Entries provided:
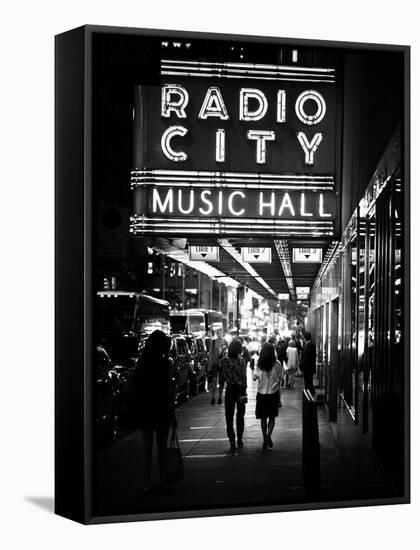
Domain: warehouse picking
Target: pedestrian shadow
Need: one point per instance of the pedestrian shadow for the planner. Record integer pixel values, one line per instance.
(46, 503)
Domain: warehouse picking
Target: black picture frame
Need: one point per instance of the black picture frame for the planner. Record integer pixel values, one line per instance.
(74, 264)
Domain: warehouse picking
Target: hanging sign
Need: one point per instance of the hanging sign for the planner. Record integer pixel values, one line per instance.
(256, 255)
(204, 253)
(307, 255)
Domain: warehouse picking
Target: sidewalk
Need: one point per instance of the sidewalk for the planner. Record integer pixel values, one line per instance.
(215, 476)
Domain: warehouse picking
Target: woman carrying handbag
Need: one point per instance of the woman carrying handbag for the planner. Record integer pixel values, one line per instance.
(233, 371)
(268, 374)
(151, 401)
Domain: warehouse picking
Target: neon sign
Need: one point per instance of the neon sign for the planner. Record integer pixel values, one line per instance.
(235, 147)
(238, 203)
(175, 99)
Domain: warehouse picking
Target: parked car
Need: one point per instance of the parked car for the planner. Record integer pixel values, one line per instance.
(106, 400)
(182, 367)
(200, 357)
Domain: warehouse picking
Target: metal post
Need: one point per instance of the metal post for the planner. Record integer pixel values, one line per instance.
(163, 275)
(238, 310)
(183, 286)
(311, 464)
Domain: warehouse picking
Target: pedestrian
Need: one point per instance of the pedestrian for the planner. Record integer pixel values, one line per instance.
(218, 349)
(282, 357)
(308, 362)
(151, 400)
(234, 374)
(292, 363)
(268, 374)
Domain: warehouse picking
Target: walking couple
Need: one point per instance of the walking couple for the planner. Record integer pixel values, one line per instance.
(268, 373)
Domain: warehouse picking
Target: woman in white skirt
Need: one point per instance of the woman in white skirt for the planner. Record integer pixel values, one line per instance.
(268, 374)
(292, 363)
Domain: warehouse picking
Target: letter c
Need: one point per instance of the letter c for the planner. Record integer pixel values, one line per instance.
(165, 142)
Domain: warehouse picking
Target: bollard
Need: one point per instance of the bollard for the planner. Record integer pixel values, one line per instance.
(311, 468)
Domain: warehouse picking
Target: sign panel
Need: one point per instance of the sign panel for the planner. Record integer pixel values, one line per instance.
(303, 289)
(204, 253)
(233, 148)
(307, 255)
(256, 255)
(279, 126)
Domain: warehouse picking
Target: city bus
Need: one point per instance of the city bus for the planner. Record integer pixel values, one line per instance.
(124, 318)
(197, 322)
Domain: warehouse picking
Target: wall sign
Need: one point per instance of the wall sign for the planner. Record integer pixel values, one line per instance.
(307, 255)
(204, 253)
(256, 254)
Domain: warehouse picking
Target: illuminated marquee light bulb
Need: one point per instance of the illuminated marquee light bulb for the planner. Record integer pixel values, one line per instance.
(323, 214)
(281, 106)
(220, 145)
(244, 95)
(261, 136)
(302, 206)
(309, 147)
(165, 142)
(213, 105)
(168, 104)
(300, 111)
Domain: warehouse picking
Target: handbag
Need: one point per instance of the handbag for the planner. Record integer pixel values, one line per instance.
(243, 398)
(173, 468)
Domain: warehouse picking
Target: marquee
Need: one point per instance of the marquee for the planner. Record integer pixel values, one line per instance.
(229, 148)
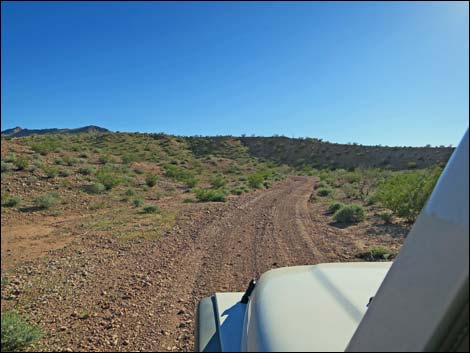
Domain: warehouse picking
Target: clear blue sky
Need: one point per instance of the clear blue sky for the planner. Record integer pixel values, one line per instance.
(373, 73)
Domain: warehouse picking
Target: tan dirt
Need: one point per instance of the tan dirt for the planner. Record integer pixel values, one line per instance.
(99, 293)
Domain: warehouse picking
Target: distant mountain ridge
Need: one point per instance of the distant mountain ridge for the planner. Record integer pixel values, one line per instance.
(20, 132)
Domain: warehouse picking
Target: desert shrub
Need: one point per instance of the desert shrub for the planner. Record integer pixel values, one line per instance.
(45, 201)
(137, 202)
(376, 254)
(406, 193)
(45, 146)
(65, 173)
(335, 206)
(104, 159)
(236, 191)
(128, 158)
(206, 195)
(38, 164)
(87, 170)
(151, 180)
(255, 181)
(350, 214)
(10, 158)
(70, 161)
(12, 201)
(59, 161)
(97, 205)
(386, 217)
(218, 181)
(21, 163)
(17, 334)
(324, 192)
(151, 209)
(180, 174)
(51, 171)
(5, 167)
(96, 188)
(108, 179)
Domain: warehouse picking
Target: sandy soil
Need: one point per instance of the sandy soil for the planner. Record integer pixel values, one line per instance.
(102, 293)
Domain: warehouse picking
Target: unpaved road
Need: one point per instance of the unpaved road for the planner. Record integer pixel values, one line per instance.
(103, 294)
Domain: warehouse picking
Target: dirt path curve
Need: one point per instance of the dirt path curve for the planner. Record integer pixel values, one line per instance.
(102, 294)
(266, 231)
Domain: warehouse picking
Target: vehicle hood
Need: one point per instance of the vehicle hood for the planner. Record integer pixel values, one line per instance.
(310, 308)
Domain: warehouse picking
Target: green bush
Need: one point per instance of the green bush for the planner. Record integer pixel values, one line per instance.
(406, 193)
(45, 146)
(211, 195)
(96, 188)
(218, 181)
(104, 159)
(350, 214)
(128, 158)
(376, 254)
(151, 180)
(45, 201)
(87, 170)
(380, 253)
(21, 163)
(180, 174)
(335, 206)
(12, 201)
(10, 158)
(386, 217)
(130, 192)
(236, 191)
(151, 209)
(70, 161)
(59, 161)
(255, 181)
(5, 167)
(108, 179)
(324, 192)
(137, 202)
(17, 334)
(65, 173)
(51, 171)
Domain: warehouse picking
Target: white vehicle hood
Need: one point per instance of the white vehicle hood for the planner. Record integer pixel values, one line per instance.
(310, 308)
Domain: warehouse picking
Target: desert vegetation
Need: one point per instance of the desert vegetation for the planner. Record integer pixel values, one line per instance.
(125, 204)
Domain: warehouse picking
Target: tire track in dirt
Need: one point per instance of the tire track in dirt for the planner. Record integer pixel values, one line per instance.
(268, 231)
(142, 294)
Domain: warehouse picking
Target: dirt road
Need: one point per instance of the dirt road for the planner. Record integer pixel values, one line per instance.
(104, 294)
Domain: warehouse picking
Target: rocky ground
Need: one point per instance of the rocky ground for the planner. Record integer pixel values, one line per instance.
(104, 293)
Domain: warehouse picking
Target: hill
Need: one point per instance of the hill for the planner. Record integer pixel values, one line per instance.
(20, 132)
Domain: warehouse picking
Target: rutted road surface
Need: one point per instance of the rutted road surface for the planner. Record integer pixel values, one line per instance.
(107, 295)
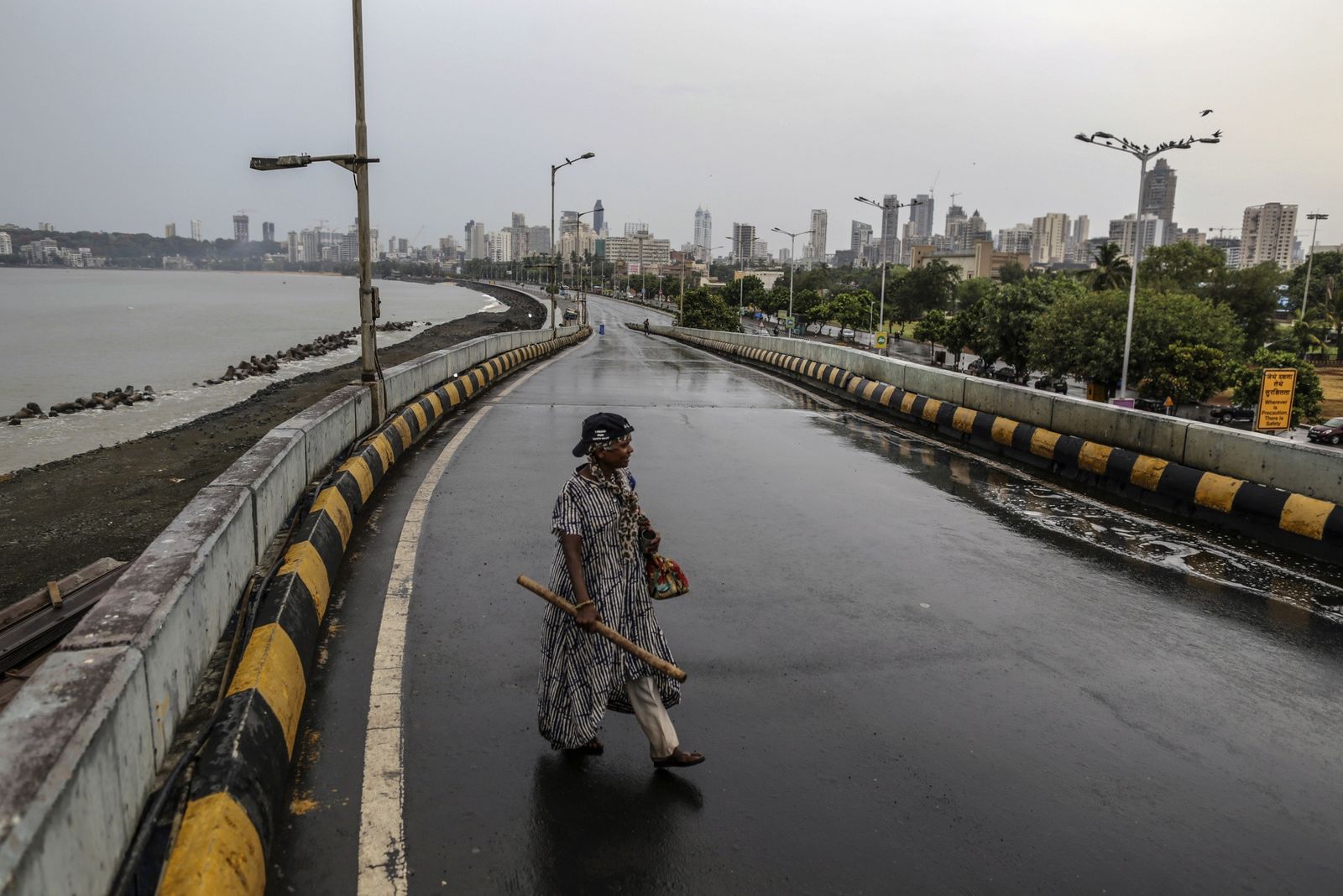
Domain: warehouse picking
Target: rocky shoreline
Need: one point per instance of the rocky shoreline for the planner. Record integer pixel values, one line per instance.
(114, 501)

What you will do:
Copy out all the entries exactly. Images stay out of the copy.

Answer for this exercise:
Domain: warehouse picking
Target: pedestrian shadow
Need: one point per instance of the pedestrian shadow for the planner. Record integer pixel values, one line per instance.
(46, 503)
Domain: warehouse picking
Target: black picture frame
Need: one point per instance of the black picture frame for the planner. Record integer pixel values, one line per instance.
(74, 264)
Domain: warehouse picking
Target: hanging sign
Need: one point per instance of the hanging sign for the planner. Record integer pixel values, one line per instance.
(256, 255)
(204, 253)
(307, 255)
Domain: warehouse picking
Target: sidewalk
Need: one point per instance of the sidewalk for the planner. Record integer pixel values, one line per instance.
(215, 476)
Domain: warehouse picking
Target: woman carrying handbag
Need: one point per instance of the woman carrying handbag for the planner. Record integer pixel values, one line per instance.
(233, 371)
(268, 374)
(151, 401)
Domain: warehouse picking
Target: neon sign
Need: one point per instance of the neon sign for the planner. Record integer pixel values, one line per instance.
(235, 147)
(238, 203)
(175, 99)
Domain: warehouse picking
Target: parked car
Need: one point per instance of the parked car for the planner. Record integer pixel values, one line per instance.
(106, 400)
(182, 367)
(200, 357)
Domain: warehouse picking
Target: metal post
Need: one point per instance of the metal post for the planner. Record integer pixel values, one line per instance.
(163, 275)
(238, 310)
(183, 286)
(311, 464)
Domain: warehouse picking
Target: pedestrian
Need: one point per instance of the pedestrian for the planner. Record integer pixel values, one line per instance.
(218, 349)
(282, 357)
(308, 362)
(151, 400)
(234, 374)
(292, 363)
(268, 374)
Domain: warehouse picking
Target: walking couple
Need: one point per instance of the walking couple for the planner. Record integer pixel values, one line per instance.
(268, 373)
Domain: warehouse picking
Target: woman in white skirt
Need: one point per instance of the woman in white skirt for the planner. Record integer pixel values, one line per instance.
(268, 374)
(292, 363)
Domain: warehouse picking
Target: letter c
Need: one point per instance of the letter c for the planner. Record integer pixel values, one line per instance.
(165, 142)
Domain: warehouse picking
Target: bollard
Need: one point per instance of the bollard for the planner. Record integer pixel values, one line per instance.
(311, 468)
Domain: warehouse picking
Target: sign panel
Need: one point per instance of the sign panel for the planner. Record integer pixel values, one line per instance.
(303, 289)
(204, 253)
(233, 148)
(307, 255)
(256, 255)
(279, 126)
Domain: warehouse picking
Target: city bus
Need: one point per instance of the city bus for the planner. Record integer pixel values, one line per instance.
(124, 318)
(197, 322)
Domain: warehouse picking
Target: wall sign
Need: one point per instance of the wall sign for the planner. Record integer pixel values, one line per instance.
(307, 255)
(204, 253)
(256, 254)
Domain: warehouse picking
Target: illuminated marquee light bulb
Need: one point per instance of the illuminated marquee light bulb for the planner. Record integer pixel values, one line per instance.
(323, 214)
(281, 106)
(220, 145)
(244, 95)
(261, 136)
(302, 206)
(309, 147)
(165, 142)
(213, 105)
(168, 104)
(300, 111)
Domain: warehouse picking
Target: handbag
Need: one point per instance of the handbag for the planner. Record integer pixel values, one line per instance.
(243, 398)
(173, 468)
Domain: warehouse picking
Target: marquee
Need: one point per instance of the marquee for the planner. Record integer pixel values, one line per instance.
(229, 148)
Domain: warehouse picking
Target: clear blue sky
Need: one point per instance of the clear blue sky for the planner. Record integer pixel values, one line per instance.
(373, 73)
Domain: warehouse picking
Target: tan dirt
Need: one point per instance of the tan dirt for the planner. Record integer pixel values, one line per instance.
(99, 293)
Domain: warehouse picking
Target: distant mountain ridge
Need: one point per instance of the distant mountain ridge for the planner. Record integer pixel values, one line per instance.
(20, 132)
Domain: warehouse picking
Target: desert shrub
Need: one point per instance of the desert shrub for the planner. Record integer pixel values, one line per instance.
(45, 201)
(137, 202)
(376, 254)
(406, 193)
(45, 146)
(65, 173)
(335, 206)
(104, 159)
(236, 191)
(128, 158)
(206, 195)
(38, 164)
(87, 170)
(151, 180)
(255, 181)
(350, 214)
(10, 158)
(70, 161)
(12, 201)
(59, 161)
(97, 205)
(386, 217)
(218, 181)
(21, 163)
(17, 334)
(324, 192)
(151, 209)
(180, 174)
(51, 171)
(5, 167)
(96, 188)
(108, 179)
Domain: warehouse picking
Target: sandy soil
Need: one point per instance of the sandy soil for the planner. Record integer pixel values, one line per instance.
(102, 293)
Domain: warehouse picking
Target: unpaved road
Need: one point per instance of the unpaved road for the planner. Record integer pixel values, one line per instance.
(103, 294)
Domain: warehouse picking
Target: dirt path curve
Need: one point per instance of the dirt path curve for the planner. Record integer pixel values, one line per instance.
(102, 294)
(266, 231)
Domain: warehouse picking
Target: vehicle hood
Need: one point per instance of the vehicle hood for the planner. Record integer pixel values, one line per instance.
(310, 308)
Domain: warehouse picking
Target: green bush
Need: one point per instance of the green bush for the planner. Record integer pixel values, one line per instance.
(406, 193)
(45, 146)
(211, 195)
(96, 188)
(218, 181)
(104, 159)
(350, 214)
(128, 158)
(376, 254)
(151, 180)
(45, 201)
(87, 170)
(380, 253)
(21, 163)
(180, 174)
(335, 206)
(12, 201)
(10, 158)
(386, 217)
(130, 192)
(236, 191)
(151, 209)
(70, 161)
(59, 161)
(255, 181)
(5, 167)
(108, 179)
(324, 192)
(137, 202)
(17, 334)
(65, 173)
(51, 171)
Domain: warehouse picking
Target: white vehicle hood
Need: one point per instance of the white vehicle hood for the planner. Record integer pixel values, one line per instance.
(310, 308)
Domain: warehouse picking
Target: desert vegetation
Need: one point per instance of the desert vegetation for the planner. Record integer pixel values, one line per instance.
(125, 204)
Domain: warehouse picking
Target: tire track in dirt
Need: one point per instance of the tire track in dirt for the planner. Record integer pixel values, one line per instance.
(268, 231)
(142, 294)
Domain: warehouse picking
Target: dirt road
Need: one point per instance of the dirt road for the planner. Record integer pixel values, one line per instance.
(104, 294)
Domain: warehouse picking
Target: rocky ground
Need: one point per instance of the rocky ground for the planner. Record integer pixel values, one line per instance.
(104, 293)
Domain: warehouse picking
Target: hill
Need: one point per instance of the hill for the planner. Record integer pixel values, one line per instance.
(20, 132)
Domain: warehouse picking
Target: rutted road surface
Need: one point per instance of the rutted road surface for the planner. Record integer pixel values, one line per instance.
(107, 295)
Domain: warehouse picking
Target: rocky shoreline
Need: one point per instance of the rocky shoreline for the planner. Record integer pixel values, one line per instance.
(114, 501)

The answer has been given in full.